© Mike Segar/Reuters
Rupert Murdoch in New York in 2017.

Over a tumultuous decade, Rupert Murdoch’s sprawling media empire wrote more than a few big checks to stave off nasty court battles and negative headlines.

There was the more than $100 million paid to celebrities and crime victims whose phone messages were hacked by his British tabloids. The $50 million paid in a single fiscal year to several women who alleged sexual harassment at Fox News, and the $15 million to a former host who complained that she and other women were paid far less than male colleagues. And after the parents of a slain Democratic political staffer sued Fox for promoting a false conspiracy theory about his death, the cable-news giant settled the case with a high seven-figure payment.

Which has left many observers puzzled over why Murdoch hasn’t yet settled his highest-stakes legal battle to date: a $1.6 billion defamation lawsuit over bogus claims that an election-technology company rigged the 2020 presidential vote.

In fact, there have been at least some attempts in that direction.

Late last year, lawyers for Dominion Voting Systems sat down with lawyers for Fox News to try to settle their clients’ differences. The meeting was ordered by a Delaware court in a last-ditch attempt to avoid a long and costly trial, scheduled to start in April.

*Goal A*.
Please list every dollar amount stated in the Murdoch article.
The Murdoch article and the records come from unrelated sources.

*Source records*.
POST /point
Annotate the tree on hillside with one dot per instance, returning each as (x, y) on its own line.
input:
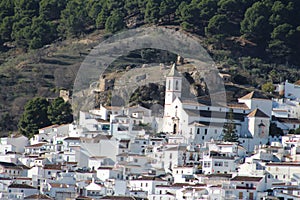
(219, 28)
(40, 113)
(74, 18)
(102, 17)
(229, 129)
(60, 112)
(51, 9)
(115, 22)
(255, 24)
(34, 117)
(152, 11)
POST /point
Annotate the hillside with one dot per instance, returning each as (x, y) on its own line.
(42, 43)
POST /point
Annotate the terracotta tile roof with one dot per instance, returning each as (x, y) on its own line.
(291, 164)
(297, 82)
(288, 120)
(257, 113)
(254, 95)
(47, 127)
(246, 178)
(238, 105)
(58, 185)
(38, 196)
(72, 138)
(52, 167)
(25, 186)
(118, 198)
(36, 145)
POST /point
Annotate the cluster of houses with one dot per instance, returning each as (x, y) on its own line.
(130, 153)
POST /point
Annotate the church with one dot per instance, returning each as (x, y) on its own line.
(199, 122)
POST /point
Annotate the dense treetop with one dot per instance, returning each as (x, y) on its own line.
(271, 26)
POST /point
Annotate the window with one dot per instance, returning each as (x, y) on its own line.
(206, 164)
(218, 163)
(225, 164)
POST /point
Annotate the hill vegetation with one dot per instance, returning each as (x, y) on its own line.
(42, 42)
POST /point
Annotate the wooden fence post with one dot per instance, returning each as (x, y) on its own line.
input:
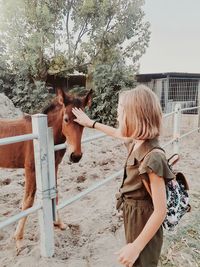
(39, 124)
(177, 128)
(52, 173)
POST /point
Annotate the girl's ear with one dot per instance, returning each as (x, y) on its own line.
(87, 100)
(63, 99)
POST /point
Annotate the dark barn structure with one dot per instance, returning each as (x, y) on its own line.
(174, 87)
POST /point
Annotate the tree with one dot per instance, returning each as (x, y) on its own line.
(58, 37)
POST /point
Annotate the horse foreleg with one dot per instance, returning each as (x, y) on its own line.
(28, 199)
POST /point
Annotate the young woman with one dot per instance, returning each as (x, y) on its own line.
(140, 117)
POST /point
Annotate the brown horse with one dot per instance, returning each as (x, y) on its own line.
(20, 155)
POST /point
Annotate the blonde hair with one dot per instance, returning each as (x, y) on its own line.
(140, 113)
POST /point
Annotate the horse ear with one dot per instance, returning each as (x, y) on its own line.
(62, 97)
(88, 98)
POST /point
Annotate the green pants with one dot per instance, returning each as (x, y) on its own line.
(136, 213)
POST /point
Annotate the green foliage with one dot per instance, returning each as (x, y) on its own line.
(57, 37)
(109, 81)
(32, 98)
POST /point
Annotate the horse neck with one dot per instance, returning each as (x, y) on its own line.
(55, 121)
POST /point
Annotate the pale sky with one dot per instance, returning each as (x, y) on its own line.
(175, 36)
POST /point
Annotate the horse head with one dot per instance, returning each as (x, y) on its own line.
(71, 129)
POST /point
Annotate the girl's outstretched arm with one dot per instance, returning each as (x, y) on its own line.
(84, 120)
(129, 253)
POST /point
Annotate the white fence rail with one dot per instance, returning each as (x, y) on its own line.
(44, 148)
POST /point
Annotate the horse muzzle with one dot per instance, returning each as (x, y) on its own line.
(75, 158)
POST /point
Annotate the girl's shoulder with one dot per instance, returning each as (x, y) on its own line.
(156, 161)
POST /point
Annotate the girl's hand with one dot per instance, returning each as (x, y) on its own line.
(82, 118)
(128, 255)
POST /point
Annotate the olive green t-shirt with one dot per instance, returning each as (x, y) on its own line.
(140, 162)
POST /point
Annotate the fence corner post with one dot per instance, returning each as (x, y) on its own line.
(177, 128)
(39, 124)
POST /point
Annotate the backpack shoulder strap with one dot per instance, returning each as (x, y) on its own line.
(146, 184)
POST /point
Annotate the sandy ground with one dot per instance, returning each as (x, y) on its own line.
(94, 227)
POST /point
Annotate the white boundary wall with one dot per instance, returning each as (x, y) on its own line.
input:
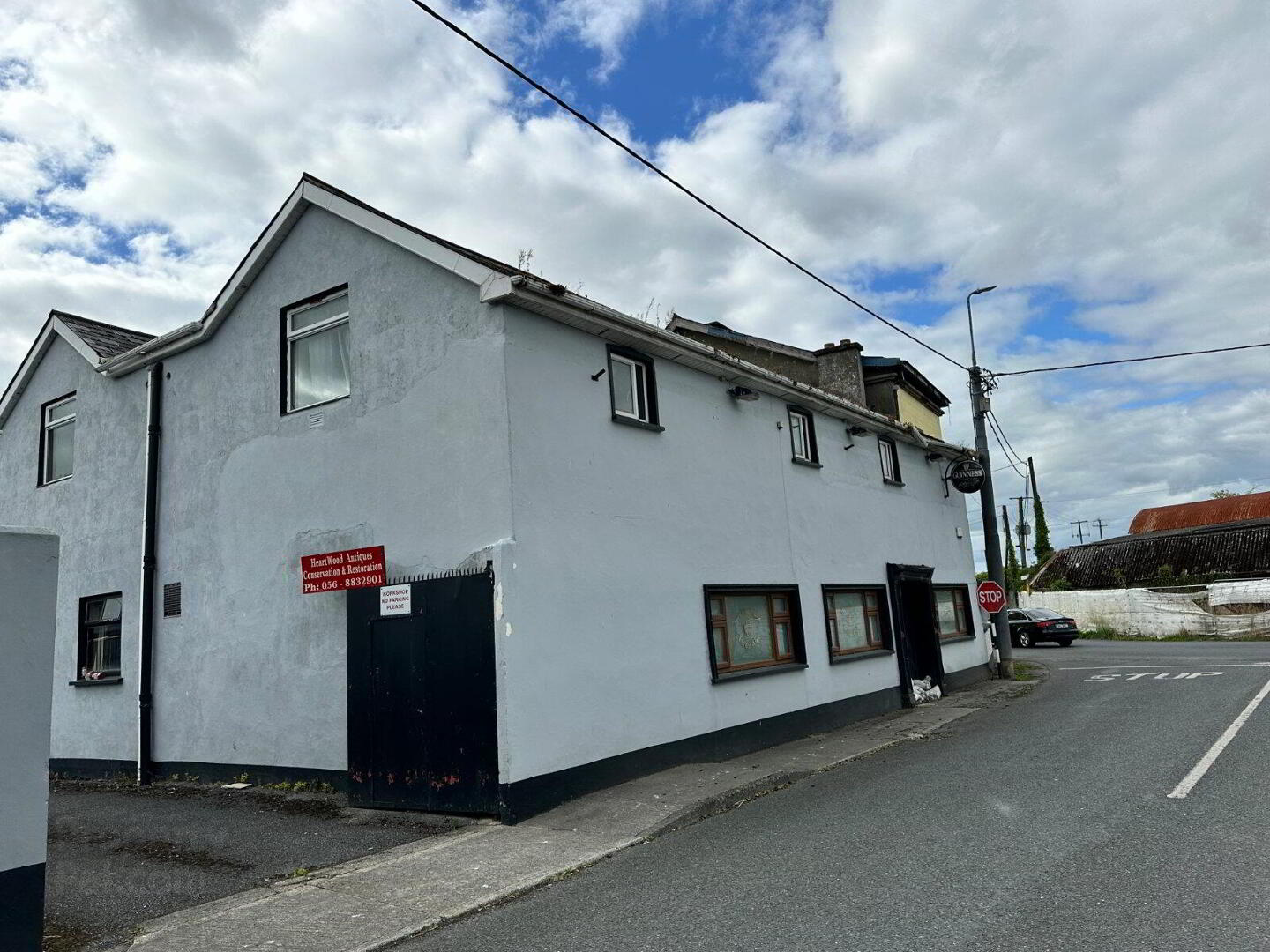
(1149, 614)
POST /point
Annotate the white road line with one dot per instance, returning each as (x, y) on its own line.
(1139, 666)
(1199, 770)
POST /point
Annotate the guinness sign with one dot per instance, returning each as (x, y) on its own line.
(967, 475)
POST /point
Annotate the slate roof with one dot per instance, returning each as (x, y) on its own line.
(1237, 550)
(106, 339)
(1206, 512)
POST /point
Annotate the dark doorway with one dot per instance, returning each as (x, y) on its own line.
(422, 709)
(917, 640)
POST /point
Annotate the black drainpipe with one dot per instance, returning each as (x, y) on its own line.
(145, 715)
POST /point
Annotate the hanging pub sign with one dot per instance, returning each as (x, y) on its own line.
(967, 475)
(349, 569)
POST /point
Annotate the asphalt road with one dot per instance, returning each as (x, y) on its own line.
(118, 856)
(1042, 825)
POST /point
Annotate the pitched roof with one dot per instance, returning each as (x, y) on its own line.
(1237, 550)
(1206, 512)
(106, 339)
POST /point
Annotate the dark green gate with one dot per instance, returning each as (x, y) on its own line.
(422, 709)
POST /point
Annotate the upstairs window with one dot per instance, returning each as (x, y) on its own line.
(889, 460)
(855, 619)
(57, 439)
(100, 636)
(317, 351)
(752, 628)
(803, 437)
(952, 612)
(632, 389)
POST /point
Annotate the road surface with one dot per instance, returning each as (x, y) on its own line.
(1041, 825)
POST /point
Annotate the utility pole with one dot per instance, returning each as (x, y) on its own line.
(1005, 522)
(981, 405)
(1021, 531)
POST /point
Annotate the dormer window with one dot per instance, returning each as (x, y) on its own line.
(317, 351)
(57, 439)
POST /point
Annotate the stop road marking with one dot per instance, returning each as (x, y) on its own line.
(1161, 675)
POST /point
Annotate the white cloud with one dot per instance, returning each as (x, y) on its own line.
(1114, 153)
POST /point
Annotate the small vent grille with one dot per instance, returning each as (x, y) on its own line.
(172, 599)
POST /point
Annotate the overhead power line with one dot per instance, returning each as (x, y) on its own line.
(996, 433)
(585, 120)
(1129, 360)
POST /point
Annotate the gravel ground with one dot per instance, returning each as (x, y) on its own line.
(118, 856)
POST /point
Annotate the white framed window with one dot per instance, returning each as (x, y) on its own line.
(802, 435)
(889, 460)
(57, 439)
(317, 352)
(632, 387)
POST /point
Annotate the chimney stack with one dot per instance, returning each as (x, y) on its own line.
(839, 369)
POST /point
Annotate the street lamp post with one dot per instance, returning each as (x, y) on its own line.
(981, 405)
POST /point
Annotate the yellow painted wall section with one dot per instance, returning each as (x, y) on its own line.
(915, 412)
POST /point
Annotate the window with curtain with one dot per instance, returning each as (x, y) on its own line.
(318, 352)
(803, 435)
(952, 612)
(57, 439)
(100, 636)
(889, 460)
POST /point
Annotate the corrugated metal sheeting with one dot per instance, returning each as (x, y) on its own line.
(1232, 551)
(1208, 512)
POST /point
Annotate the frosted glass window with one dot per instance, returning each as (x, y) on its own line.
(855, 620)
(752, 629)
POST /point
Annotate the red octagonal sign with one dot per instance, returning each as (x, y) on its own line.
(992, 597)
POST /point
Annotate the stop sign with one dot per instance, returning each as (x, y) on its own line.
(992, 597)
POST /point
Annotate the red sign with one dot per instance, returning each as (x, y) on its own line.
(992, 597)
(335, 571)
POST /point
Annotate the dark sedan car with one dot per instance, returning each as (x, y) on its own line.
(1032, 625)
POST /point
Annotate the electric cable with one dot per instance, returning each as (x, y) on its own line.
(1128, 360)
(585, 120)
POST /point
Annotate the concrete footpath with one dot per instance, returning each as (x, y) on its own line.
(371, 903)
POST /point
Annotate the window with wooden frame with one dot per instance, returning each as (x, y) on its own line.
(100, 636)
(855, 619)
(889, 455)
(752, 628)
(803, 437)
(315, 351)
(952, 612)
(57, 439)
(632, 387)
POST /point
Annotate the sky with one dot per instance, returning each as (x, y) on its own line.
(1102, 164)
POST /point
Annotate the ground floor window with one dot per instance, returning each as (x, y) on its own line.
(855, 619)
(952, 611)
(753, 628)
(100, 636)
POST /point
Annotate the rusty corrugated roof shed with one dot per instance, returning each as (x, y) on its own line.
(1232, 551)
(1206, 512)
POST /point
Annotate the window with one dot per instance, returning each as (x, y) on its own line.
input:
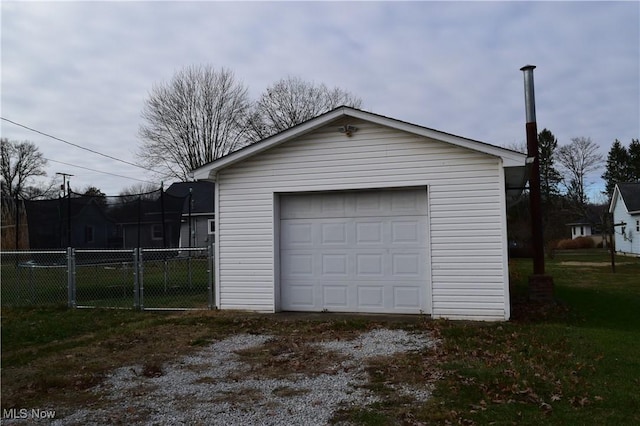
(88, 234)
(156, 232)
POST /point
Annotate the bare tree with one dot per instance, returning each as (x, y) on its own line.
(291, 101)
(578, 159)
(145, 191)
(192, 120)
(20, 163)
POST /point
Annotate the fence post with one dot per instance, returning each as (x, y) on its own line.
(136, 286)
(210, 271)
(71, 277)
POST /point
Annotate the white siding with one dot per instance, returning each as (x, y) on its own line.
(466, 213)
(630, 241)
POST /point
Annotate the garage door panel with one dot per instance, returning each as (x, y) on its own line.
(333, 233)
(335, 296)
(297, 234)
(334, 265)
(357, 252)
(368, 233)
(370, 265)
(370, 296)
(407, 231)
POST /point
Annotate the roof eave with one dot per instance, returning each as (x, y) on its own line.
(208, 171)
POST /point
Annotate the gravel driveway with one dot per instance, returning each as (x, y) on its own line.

*Goal B*.
Collect each line of the records that contains the word "white", treating uppercase and lowercase as different.

*Correct output A*.
$100 million
$50 million
$15 million
$1.6 billion

*Correct output B*.
Annotate the white fence rail with one dot per instance, returning each as (x, y) on its own line.
Annotate the white boundary wall with one dot per instance, returning each as (x, y) on its own line.
Annotate the white road line with one dot per instance, returning each as (x, y) on its own line.
Annotate the white cloud with one dot per instance, returning each as (x, y) on its own line.
Annotate the white framed window with one dot per instance, returning each as (x, y) on its own line.
Annotate the white siding with one dot per instance, returning each as (x, y) on its own line.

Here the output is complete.